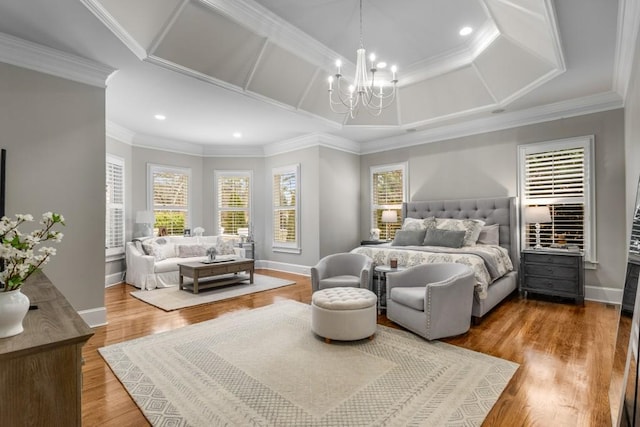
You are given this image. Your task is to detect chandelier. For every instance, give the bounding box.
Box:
[329,0,398,119]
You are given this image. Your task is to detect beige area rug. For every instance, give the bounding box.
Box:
[131,274,295,311]
[99,300,518,426]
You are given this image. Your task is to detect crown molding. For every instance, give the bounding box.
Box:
[360,92,623,154]
[0,33,116,88]
[106,120,136,145]
[613,0,640,100]
[80,0,147,60]
[264,133,360,157]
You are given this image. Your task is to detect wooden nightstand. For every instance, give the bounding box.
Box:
[520,249,584,304]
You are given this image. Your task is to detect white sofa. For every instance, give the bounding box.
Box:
[125,235,245,290]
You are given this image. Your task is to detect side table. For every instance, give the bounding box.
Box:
[374,265,406,314]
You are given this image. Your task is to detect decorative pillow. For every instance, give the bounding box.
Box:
[391,230,427,246]
[436,218,484,246]
[476,224,500,245]
[216,237,239,255]
[402,216,436,231]
[423,228,465,248]
[176,245,207,258]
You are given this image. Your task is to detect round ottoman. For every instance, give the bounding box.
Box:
[311,287,378,343]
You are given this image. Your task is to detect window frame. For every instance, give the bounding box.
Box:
[213,170,253,234]
[147,163,193,236]
[518,135,598,265]
[105,153,127,258]
[271,163,302,254]
[369,162,409,239]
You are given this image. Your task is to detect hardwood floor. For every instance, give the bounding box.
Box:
[82,270,617,427]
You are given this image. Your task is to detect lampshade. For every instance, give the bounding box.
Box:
[524,206,551,224]
[136,211,156,224]
[381,211,398,222]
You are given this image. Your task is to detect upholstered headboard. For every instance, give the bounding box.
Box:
[402,197,520,268]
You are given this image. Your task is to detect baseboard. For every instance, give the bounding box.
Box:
[78,307,107,328]
[255,260,311,276]
[104,271,126,288]
[584,286,622,304]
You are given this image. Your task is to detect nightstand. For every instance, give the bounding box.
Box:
[520,249,584,304]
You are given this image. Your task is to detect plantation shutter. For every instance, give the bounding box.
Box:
[105,156,125,255]
[523,147,587,249]
[151,167,189,235]
[272,166,300,249]
[371,164,406,240]
[217,172,251,234]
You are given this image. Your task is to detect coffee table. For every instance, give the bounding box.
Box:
[178,258,254,294]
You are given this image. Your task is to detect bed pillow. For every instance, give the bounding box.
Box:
[391,230,427,246]
[436,218,484,246]
[423,228,465,248]
[476,224,500,245]
[402,216,436,230]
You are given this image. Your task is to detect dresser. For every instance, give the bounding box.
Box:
[520,249,584,304]
[0,272,93,427]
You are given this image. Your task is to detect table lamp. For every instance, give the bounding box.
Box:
[380,211,398,240]
[524,206,551,249]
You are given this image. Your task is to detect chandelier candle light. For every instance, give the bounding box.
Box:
[329,0,398,119]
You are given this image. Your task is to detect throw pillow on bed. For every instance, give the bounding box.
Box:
[423,228,465,248]
[436,218,484,246]
[402,216,436,231]
[391,230,427,246]
[477,224,500,245]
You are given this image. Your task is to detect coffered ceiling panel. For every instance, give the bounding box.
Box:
[100,0,182,51]
[475,37,556,102]
[487,0,559,64]
[152,3,265,88]
[247,44,317,107]
[400,66,495,123]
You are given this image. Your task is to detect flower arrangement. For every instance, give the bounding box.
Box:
[0,212,64,292]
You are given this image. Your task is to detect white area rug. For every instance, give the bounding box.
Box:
[131,274,295,311]
[99,300,518,426]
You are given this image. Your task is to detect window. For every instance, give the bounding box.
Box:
[215,171,252,234]
[104,154,124,256]
[147,165,191,235]
[371,163,407,240]
[518,136,596,262]
[272,165,300,253]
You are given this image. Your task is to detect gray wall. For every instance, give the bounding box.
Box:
[360,110,626,288]
[318,147,360,258]
[0,63,105,311]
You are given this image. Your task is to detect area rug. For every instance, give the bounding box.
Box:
[131,274,295,311]
[99,300,518,426]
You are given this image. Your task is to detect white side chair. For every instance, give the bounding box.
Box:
[311,253,373,292]
[387,263,476,340]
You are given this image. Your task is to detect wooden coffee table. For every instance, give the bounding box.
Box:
[178,258,254,294]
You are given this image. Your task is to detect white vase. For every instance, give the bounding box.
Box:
[0,289,29,338]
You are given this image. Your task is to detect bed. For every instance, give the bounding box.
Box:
[352,197,519,319]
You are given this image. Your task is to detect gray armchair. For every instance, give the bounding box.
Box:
[311,253,373,292]
[387,263,476,340]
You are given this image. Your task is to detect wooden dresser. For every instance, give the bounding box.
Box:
[520,249,584,304]
[0,273,93,427]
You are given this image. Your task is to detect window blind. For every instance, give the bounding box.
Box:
[524,147,586,249]
[272,167,299,248]
[371,164,406,239]
[105,156,125,255]
[216,172,251,234]
[151,167,189,235]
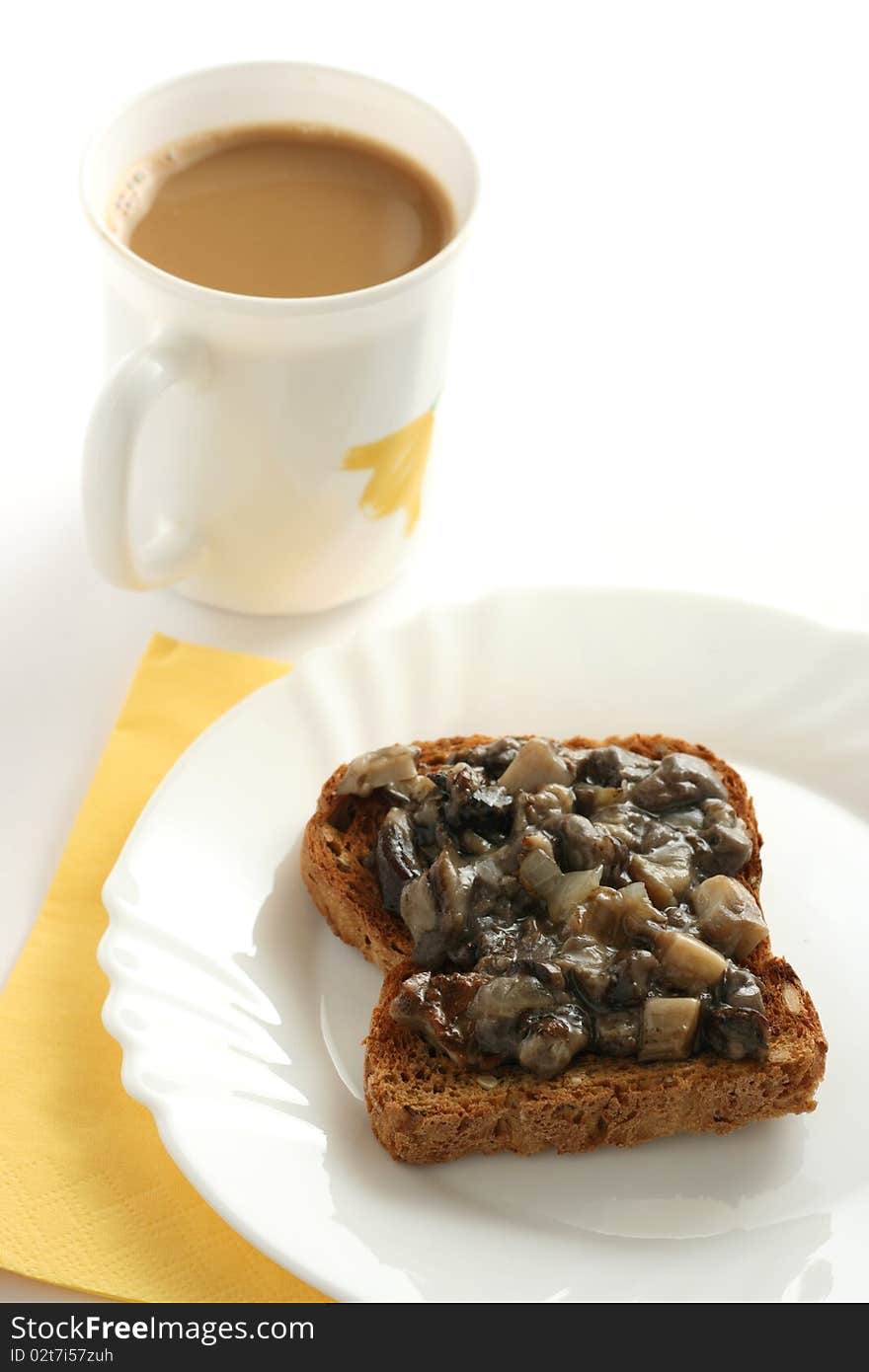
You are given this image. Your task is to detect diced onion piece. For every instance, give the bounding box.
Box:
[655,929,728,992]
[499,738,573,793]
[690,876,769,961]
[518,848,562,900]
[637,996,700,1062]
[335,743,419,798]
[548,867,604,925]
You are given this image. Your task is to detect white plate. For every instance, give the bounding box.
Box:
[100,590,869,1301]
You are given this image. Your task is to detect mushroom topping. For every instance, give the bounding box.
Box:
[461,738,521,777]
[375,806,423,911]
[655,929,728,992]
[582,880,665,948]
[697,800,752,877]
[518,848,562,901]
[546,815,629,882]
[400,873,446,966]
[468,975,556,1054]
[370,738,767,1080]
[430,763,514,836]
[518,1006,589,1077]
[721,961,763,1016]
[578,743,655,786]
[500,738,573,795]
[555,935,615,1000]
[690,876,769,960]
[609,948,661,1006]
[518,848,602,923]
[703,1006,769,1062]
[390,971,485,1063]
[337,743,420,798]
[627,838,693,910]
[595,1010,640,1058]
[630,753,728,810]
[638,996,700,1062]
[548,867,604,925]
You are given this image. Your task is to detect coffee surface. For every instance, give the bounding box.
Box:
[107,124,454,298]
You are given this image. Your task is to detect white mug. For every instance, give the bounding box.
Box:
[82,62,478,615]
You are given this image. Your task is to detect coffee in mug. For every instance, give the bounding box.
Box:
[82,62,478,615]
[106,123,456,299]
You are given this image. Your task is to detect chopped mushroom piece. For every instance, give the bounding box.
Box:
[627,838,693,910]
[582,880,665,948]
[518,848,562,900]
[690,876,769,961]
[555,935,613,1002]
[548,867,604,925]
[703,1006,769,1062]
[518,1006,589,1077]
[337,743,420,796]
[370,738,762,1081]
[655,929,728,991]
[630,753,728,810]
[638,996,700,1062]
[499,738,573,795]
[375,805,423,911]
[597,1010,640,1058]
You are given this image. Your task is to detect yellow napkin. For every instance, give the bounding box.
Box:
[0,637,327,1302]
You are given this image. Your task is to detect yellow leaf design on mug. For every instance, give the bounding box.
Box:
[342,411,434,536]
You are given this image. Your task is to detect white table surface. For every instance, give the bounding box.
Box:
[0,0,869,1302]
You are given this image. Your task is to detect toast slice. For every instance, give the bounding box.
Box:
[302,734,827,1162]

* * *

**What to produce:**
Reproduce every one of the lines above word for word, omitting the pictures.

**Result of this exercise:**
You are given this image. Your task is to detect chandelier. For every instance, give the bounding box.
Box:
[329,0,398,119]
You are given this image. Your task is to detect beige area rug. For every instance, give the bounding box.
Box:
[131,274,295,311]
[99,300,518,426]
You are given this image. Your task is to detect crown molding. For every instance, give the bounding box.
Box:
[360,92,623,154]
[0,33,116,88]
[106,120,136,145]
[613,0,640,100]
[80,0,147,60]
[264,133,360,157]
You are given this image. Your task is to detect wooden nightstand. For every instance, give the bounding box.
Box:
[520,249,584,304]
You are given this image. Your task is to detect white sofa. For every instance, give the bounding box.
Box:
[125,235,245,290]
You are given this image. Your task is to detect side table. For every instance, give the bounding box.
Box:
[374,265,406,314]
You are given this image. Your task is to detect decorative pillow. For every instance, give the bounding box.
Box:
[391,230,427,246]
[436,218,484,246]
[476,224,500,245]
[216,237,239,255]
[402,216,436,231]
[423,228,465,248]
[176,245,207,258]
You are given this image. Your task is to detect round ottoman. For every instance, give the bounding box.
Box:
[311,287,378,343]
You are given this image. Your task is to detect window frame. For every instance, give the bounding box.
Box:
[213,170,253,234]
[147,163,193,236]
[518,135,598,265]
[105,153,127,258]
[271,163,302,254]
[369,162,409,239]
You are given this image. Your task is to detect hardwood floor. For every instance, give the bounding box.
Box:
[82,270,617,427]
You are given this image. Your task is to detect lampshade. For every instance, give the bounding box.
Box:
[524,206,551,224]
[136,211,156,224]
[381,211,398,222]
You are given this image. Your task is to detect upholstered headboard. For every instance, give the bounding box.
Box:
[402,197,520,268]
You are given this image. Your task is to detect baseboard. For every instance, give the bounding box.
Box:
[78,307,107,328]
[255,260,311,276]
[104,271,126,288]
[584,286,622,304]
You are given this image. Your task is to detect nightstand. For every instance, give the bounding box.
Box:
[520,249,584,304]
You are given this image. Your task is to detect plantation shutter. For every instance, give the bounding box.
Box:
[105,156,125,255]
[523,147,587,249]
[151,167,189,235]
[272,166,300,249]
[371,164,406,240]
[217,172,251,234]
You are given this image. Your task is to detect coffee table. For every instance, give the bounding box.
Box:
[178,258,254,294]
You are given this image. Your task is to detect bed pillow. For every instance, give the bounding box.
Box:
[391,230,427,246]
[436,218,484,246]
[423,228,465,248]
[476,224,500,245]
[402,216,436,230]
You are given this image. Your task is to detect dresser. For every instance, give the bounding box.
Box:
[520,249,584,304]
[0,272,93,427]
You are given this image. Your task is to detect table lamp. For every instance, give the bounding box.
Box:
[380,211,398,240]
[524,206,551,249]
You are given this image. Your task is to detect chandelier candle light. For every instance, give the bounding box.
Box:
[329,0,398,119]
You are given this image. Your task is to detect throw pillow on bed. For every instance, give the bounding box.
Box:
[423,228,465,248]
[436,218,484,246]
[402,216,436,231]
[391,230,427,246]
[477,224,500,245]
You are given this image. Your task is to detect coffered ceiling panel. For every instance, give the bounding box.
Box:
[100,0,182,51]
[475,37,556,102]
[487,0,559,64]
[152,3,265,88]
[247,44,317,107]
[400,66,495,123]
You are given this image. Your task is to detect flower arrangement. For every instance, give the bounding box.
Box:
[0,212,64,292]
You are given this image. Your task is to detect white area rug. For every instance, give the bounding box.
Box:
[131,274,295,311]
[99,300,518,426]
You are given this image. Your task is to detect window. For every instance, give the bounding box.
Box:
[215,171,252,234]
[104,154,124,256]
[147,165,191,235]
[371,163,407,240]
[518,136,596,262]
[272,165,300,253]
You are given this image. Your task is to detect gray wall. For every instance, give the bounding box.
Box:
[360,110,626,288]
[318,147,360,258]
[0,63,105,311]
You are given this image. Your task is to detect area rug. For every instance, give the bounding box.
Box:
[131,274,295,311]
[99,300,518,426]
You are given this image. Your task is to detect white side chair. For every instance, give the bounding box.
Box:
[311,253,373,292]
[387,263,476,340]
You are given this image. Your task is to detect wooden coffee table. For every instance, give the bounding box.
Box:
[178,258,254,294]
You are given this image. Your task is to detect white vase. For every instance, give the bounding box.
Box:
[0,289,29,338]
You are given this image. Your task is to detect bed. For every instance, give the bounding box.
Box:
[352,197,519,319]
You are given this image. Your task is to detect gray armchair. For every instance, give the bounding box.
Box:
[311,253,373,292]
[387,263,476,340]
You are given this image. Your task is to detect wooden dresser. For every instance, give the bounding box.
Box:
[520,249,584,304]
[0,273,93,427]
You are given this image. Your task is to detect window blind. For every instance, give the bounding box.
Box:
[524,147,586,249]
[272,167,299,248]
[371,164,406,239]
[105,156,125,255]
[216,172,251,234]
[151,167,189,235]
You are given this image. Your task is to detect diced onion piece. For every instance, give the bounding box.
Box:
[655,929,728,992]
[499,738,573,793]
[690,876,769,961]
[518,848,562,900]
[637,996,700,1062]
[335,743,419,798]
[548,867,604,925]
You are given this image. Your task is to detect white plate. For every instance, give the bounding box.
Box:
[100,590,869,1301]
You are given this image. Your task is to detect mushroom topping. For every instance, give the bounding box.
Box:
[461,738,521,777]
[375,806,423,911]
[655,929,728,992]
[582,880,665,948]
[697,800,752,877]
[518,848,562,901]
[546,815,629,882]
[400,873,446,966]
[468,975,556,1054]
[370,738,767,1080]
[430,763,514,836]
[518,1006,589,1077]
[721,961,763,1016]
[578,743,655,786]
[500,738,573,795]
[555,935,615,1000]
[690,876,769,960]
[609,948,661,1006]
[518,848,602,923]
[703,1006,769,1062]
[390,971,485,1063]
[337,743,420,798]
[627,838,693,910]
[595,1010,640,1058]
[630,753,728,810]
[638,996,700,1062]
[548,867,604,925]
You are given this image. Your task is to detect coffee surface. For every instance, give the bounding box.
Box:
[107,124,454,298]
You are given this image. Your task is to detect white mug. For every instance, give the bounding box.
Box:
[82,62,478,615]
You are given this image. Your task is to detect coffee in mug. For every instance, give the bounding box.
Box:
[82,62,478,615]
[106,123,456,299]
You are given this image. Your task is to detect chopped mushroom piece. For every instance, give the bounding box.
Box:
[627,838,693,910]
[582,880,665,948]
[518,848,562,900]
[690,876,769,961]
[555,935,613,1002]
[548,867,604,925]
[703,1006,769,1062]
[518,1006,589,1077]
[337,743,420,796]
[370,738,762,1081]
[655,929,728,991]
[630,753,728,810]
[638,996,700,1062]
[499,738,573,795]
[375,805,423,911]
[597,1010,640,1058]
You are given this image. Your task is to detect yellow napkin. For every instance, give the bounding box.
Box:
[0,637,327,1302]
You are given this image. Your task is to detect yellow leaf design on mug. For every instance, give the bounding box.
Box:
[342,411,434,536]
You are given this image. Your task is to detect white table surface. For every instance, give the bounding box.
Box:
[0,0,869,1302]
You are given this image. Your task is to detect toast slice. For every instance, give the bounding box.
Box:
[302,734,827,1162]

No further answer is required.